Region labeling entries:
====
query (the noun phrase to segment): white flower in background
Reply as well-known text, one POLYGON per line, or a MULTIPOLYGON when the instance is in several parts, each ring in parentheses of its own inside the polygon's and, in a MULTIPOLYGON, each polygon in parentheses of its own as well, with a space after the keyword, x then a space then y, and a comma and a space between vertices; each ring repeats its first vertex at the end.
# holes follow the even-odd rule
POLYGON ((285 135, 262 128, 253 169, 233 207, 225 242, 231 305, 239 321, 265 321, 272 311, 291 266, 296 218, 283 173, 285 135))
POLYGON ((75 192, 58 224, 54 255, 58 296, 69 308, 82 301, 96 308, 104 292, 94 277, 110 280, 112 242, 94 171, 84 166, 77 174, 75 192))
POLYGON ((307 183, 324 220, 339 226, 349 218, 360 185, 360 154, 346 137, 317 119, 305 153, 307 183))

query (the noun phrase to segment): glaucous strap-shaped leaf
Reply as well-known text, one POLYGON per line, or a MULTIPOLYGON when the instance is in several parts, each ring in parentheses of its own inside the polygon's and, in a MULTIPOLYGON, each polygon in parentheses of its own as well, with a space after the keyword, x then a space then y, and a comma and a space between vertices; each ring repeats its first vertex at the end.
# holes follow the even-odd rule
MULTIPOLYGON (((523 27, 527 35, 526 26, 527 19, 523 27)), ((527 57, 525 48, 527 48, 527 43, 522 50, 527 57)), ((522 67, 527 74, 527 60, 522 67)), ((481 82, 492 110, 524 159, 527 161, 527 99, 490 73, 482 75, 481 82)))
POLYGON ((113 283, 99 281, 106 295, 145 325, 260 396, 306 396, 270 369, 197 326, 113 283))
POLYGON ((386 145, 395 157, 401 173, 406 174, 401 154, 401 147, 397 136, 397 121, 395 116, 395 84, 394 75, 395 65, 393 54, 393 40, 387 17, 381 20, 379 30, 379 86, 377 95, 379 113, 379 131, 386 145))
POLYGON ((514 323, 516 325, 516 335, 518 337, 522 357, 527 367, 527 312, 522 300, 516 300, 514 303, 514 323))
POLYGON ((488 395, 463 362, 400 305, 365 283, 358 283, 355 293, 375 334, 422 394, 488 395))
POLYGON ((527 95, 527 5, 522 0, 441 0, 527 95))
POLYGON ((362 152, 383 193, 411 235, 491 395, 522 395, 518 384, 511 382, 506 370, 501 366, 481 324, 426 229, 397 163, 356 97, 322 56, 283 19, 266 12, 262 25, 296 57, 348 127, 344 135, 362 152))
====
The exercise >>
Format every line of the material above as a Markdown table with the columns No. and Entry, numbering the rows in order and omitting blank lines.

Right answer >>
| No. | Entry |
|---|---|
| 1 | query (the noun phrase to segment): white flower in background |
| 2 | Reply as well-known text, one POLYGON per line, or a MULTIPOLYGON when the instance is in several parts, each ring in parentheses of its own inside the polygon's and, in a MULTIPOLYGON, each polygon in parentheses of its own as well, with a space after the keyword, x then a space then y, and a comma and a space between vertices; each ring repeats its first vertex at the end. |
| 3 | # holes follow the even-odd rule |
| 4 | POLYGON ((285 135, 262 128, 253 169, 233 207, 225 242, 231 305, 239 321, 265 321, 272 311, 291 266, 296 218, 283 173, 285 135)) |
| 5 | POLYGON ((75 192, 58 224, 54 255, 58 296, 69 308, 82 301, 96 308, 104 292, 94 277, 110 280, 112 242, 94 171, 84 166, 77 174, 75 192)) |
| 6 | POLYGON ((307 183, 324 220, 339 226, 349 218, 360 185, 360 154, 346 137, 317 119, 305 153, 307 183)) |
| 7 | query (the noun phrase to segment): glaucous strap-shaped leaf |
| 8 | Reply as well-known text, one POLYGON per line, or a MULTIPOLYGON when the instance is in several parts, each ring in parentheses of its own inside the polygon's and, in a MULTIPOLYGON, each polygon in parentheses of its own as well, with a space after the keyword, x then a space then y, and a comma and a space between vertices; each ring repeats its first vertex at the end. |
| 9 | # holes follow the even-odd rule |
| 10 | MULTIPOLYGON (((523 27, 527 35, 526 26, 527 19, 523 27)), ((527 57, 525 48, 527 48, 527 43, 522 50, 527 57)), ((522 67, 527 74, 527 60, 522 67)), ((481 82, 492 110, 524 159, 527 161, 527 99, 490 73, 482 75, 481 82))) |
| 11 | POLYGON ((113 283, 99 281, 106 295, 145 325, 260 396, 306 396, 270 369, 197 326, 113 283)) |
| 12 | POLYGON ((386 145, 395 157, 401 173, 406 174, 401 154, 401 147, 397 136, 397 121, 395 116, 395 84, 394 75, 395 65, 393 54, 393 40, 387 17, 381 20, 379 30, 379 86, 377 95, 379 113, 379 131, 386 145)) |
| 13 | POLYGON ((514 323, 516 325, 516 335, 518 337, 522 357, 527 367, 527 312, 522 300, 516 300, 514 303, 514 323)) |
| 14 | POLYGON ((488 395, 463 362, 400 305, 365 283, 358 283, 355 293, 375 334, 422 394, 488 395)) |
| 15 | POLYGON ((527 95, 527 5, 522 0, 441 0, 527 95)) |
| 16 | POLYGON ((362 152, 383 193, 411 235, 491 395, 522 395, 518 384, 511 382, 506 370, 501 366, 481 324, 426 229, 397 163, 356 97, 322 56, 283 19, 266 12, 262 25, 296 57, 348 127, 344 135, 362 152)) |